#### EXERCISE PROMPT
Please copy every one of the following rows word for word, with no changes.

#### DATA SECTION
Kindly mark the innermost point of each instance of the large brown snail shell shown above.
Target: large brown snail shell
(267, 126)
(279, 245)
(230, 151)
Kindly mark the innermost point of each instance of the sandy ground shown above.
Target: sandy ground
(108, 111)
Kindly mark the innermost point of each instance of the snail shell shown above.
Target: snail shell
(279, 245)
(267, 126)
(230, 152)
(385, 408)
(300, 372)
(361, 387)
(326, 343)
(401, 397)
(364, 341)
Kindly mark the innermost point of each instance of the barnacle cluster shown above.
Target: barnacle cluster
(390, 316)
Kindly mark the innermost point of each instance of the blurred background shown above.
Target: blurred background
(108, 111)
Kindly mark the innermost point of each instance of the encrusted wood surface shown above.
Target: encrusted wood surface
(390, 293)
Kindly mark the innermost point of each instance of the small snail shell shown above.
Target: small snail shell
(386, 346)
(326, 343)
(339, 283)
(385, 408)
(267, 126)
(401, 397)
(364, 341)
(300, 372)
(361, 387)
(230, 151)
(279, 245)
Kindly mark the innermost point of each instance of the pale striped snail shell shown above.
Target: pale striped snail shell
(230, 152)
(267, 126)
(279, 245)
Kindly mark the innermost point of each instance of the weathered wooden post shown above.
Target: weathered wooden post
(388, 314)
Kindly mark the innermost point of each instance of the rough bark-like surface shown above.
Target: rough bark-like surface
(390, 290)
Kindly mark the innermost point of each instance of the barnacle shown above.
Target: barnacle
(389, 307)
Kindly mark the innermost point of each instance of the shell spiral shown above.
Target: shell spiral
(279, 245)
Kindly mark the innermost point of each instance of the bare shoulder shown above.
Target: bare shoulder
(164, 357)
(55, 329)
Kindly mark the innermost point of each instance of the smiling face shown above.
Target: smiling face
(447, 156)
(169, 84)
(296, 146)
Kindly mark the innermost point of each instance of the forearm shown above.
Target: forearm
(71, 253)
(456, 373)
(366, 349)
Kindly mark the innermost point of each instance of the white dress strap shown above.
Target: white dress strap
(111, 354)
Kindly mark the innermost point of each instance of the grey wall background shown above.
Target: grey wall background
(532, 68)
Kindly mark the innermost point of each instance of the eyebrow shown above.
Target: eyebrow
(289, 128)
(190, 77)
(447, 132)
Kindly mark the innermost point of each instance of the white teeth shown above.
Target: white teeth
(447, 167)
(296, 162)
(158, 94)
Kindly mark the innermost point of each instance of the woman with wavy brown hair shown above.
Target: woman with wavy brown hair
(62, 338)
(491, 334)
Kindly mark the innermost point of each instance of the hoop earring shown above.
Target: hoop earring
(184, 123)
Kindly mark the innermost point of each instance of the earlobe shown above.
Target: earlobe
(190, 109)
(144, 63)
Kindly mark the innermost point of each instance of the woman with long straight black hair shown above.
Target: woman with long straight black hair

#### RESPONSE FOR THIS EXERCISE
Kindly mark the innermost point of each instance of the large brown snail shell shown above.
Target: large brown snail shell
(267, 126)
(279, 245)
(230, 151)
Kindly mark the innermost point of each instance of the sandy ground shown above.
Target: sandy ground
(108, 111)
Kindly mark the innermost point of each instance of the snail shell shown above.
Target: snail shell
(279, 245)
(267, 126)
(230, 152)
(385, 408)
(300, 372)
(361, 387)
(326, 343)
(401, 397)
(364, 341)
Kindly mark the innermost point of each instance of the barnacle cluster shown above.
Target: barnacle cluster
(390, 316)
Kindly mark the innermost point of each instance of the blurred background shown above.
Target: blurred background
(108, 111)
Kindly mark the innermost point of each instance of the encrusted wood surface shown above.
Target: encrusted wood surface
(390, 293)
Kindly mark the innermost point of each instance of the small snail shell shown above.
Target: small snail shell
(386, 346)
(326, 343)
(339, 283)
(385, 408)
(267, 126)
(401, 397)
(364, 341)
(300, 372)
(361, 387)
(230, 151)
(279, 245)
Kindly mark the innermost point of each instance of the pale striped snail shell shown above.
Target: pale striped snail shell
(230, 152)
(267, 126)
(279, 245)
Kindly mark the innermost point of each instance of the weathered wooden post shown above.
Target: weathered wooden post
(388, 314)
Kindly mark the innermost point of each instance of the rough bark-like surface shown above.
Target: rough bark-like surface
(390, 290)
Kindly mark the innermost point of each instance of the barnacle shown above.
Target: barnacle
(389, 307)
Kindly mark the innermost point of each instance of the shell spiral shown above.
Target: shell spiral
(279, 245)
Kindly mark the innermost point of each instance of the bare shoulder shown above.
Target: bare shoulder
(164, 357)
(55, 329)
Kindly mark the innermost point of each instance of the smiling face shown above.
Target: smiling face
(447, 156)
(169, 84)
(296, 146)
Kindly mark the innermost point of each instance of the forearm shown above.
Target: forearm
(71, 253)
(456, 373)
(366, 349)
Kindly mark the innermost point of each instance of the white dress strap shown above.
Target: white dress strap
(111, 354)
Kindly mark the innermost point of each instance of the grey wall background shown above.
Target: grey wall background
(532, 68)
Kindly mark the innermost point of each instance of the eyebrow shown above.
Target: eyebrow
(289, 128)
(190, 77)
(447, 132)
Kindly mark the innermost point of each instance of the white teeth shown above.
Target: white teeth
(447, 167)
(296, 162)
(158, 94)
Kindly mark the innermost point of each instance of the woman with wavy brown hair shown above.
Target: woman with wavy brown hair
(62, 338)
(491, 334)
Kindly mark the innermost point of each instance of the hoop earring shown above.
Target: hoop earring
(184, 123)
Kindly mark the innermost point of each instance of the earlobe shown above.
Target: earlobe
(190, 109)
(144, 63)
Kindly mark the innermost point of each instance of the woman with long straight black hair shown above.
Target: woman with long straight black hair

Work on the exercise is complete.